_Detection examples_
* * * *
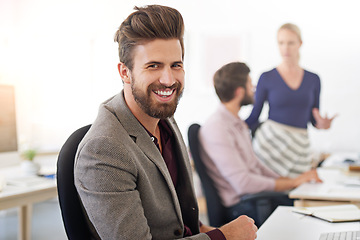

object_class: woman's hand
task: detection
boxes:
[312,108,337,129]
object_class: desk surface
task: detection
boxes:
[289,168,360,202]
[256,206,360,240]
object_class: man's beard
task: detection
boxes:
[131,78,183,119]
[240,92,254,106]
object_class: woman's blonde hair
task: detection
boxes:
[278,23,302,42]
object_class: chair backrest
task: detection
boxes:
[57,125,91,240]
[188,123,227,227]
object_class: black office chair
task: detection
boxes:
[188,123,293,227]
[57,125,91,240]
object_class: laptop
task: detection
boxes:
[319,231,360,240]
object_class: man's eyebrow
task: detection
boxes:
[145,61,162,65]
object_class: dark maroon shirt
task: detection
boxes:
[146,120,226,240]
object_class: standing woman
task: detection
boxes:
[246,23,334,177]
* * * *
_Problem to solve_
Rename "dark maroon shirt" to "dark red shirt" throughout the material above, keep every other line the same, and leave out the pictures.

_Finished exercise_
object_class: woman's hand
task: detection
boxes:
[312,108,337,129]
object_class: desk surface
task: detection
boxes:
[289,168,360,202]
[256,206,360,240]
object_class: man's beard
task: detection
boxes:
[131,78,183,119]
[240,92,254,106]
object_class: woman's blonde hair
task: detection
boxes:
[278,23,302,42]
object_class: chair backrest
task: detection
boxes:
[57,125,91,240]
[188,123,227,227]
object_class: black office chair
task: detection
boxes:
[188,123,293,227]
[57,125,91,240]
object_class: laptop
task: detection
boxes:
[319,231,360,240]
object_class: man's eyebrow
task: detection
boxes:
[145,61,162,65]
object_class: dark red shirt
task: detection
boxes:
[146,120,226,240]
object_class: standing woman
task: detection
boxes:
[246,23,334,177]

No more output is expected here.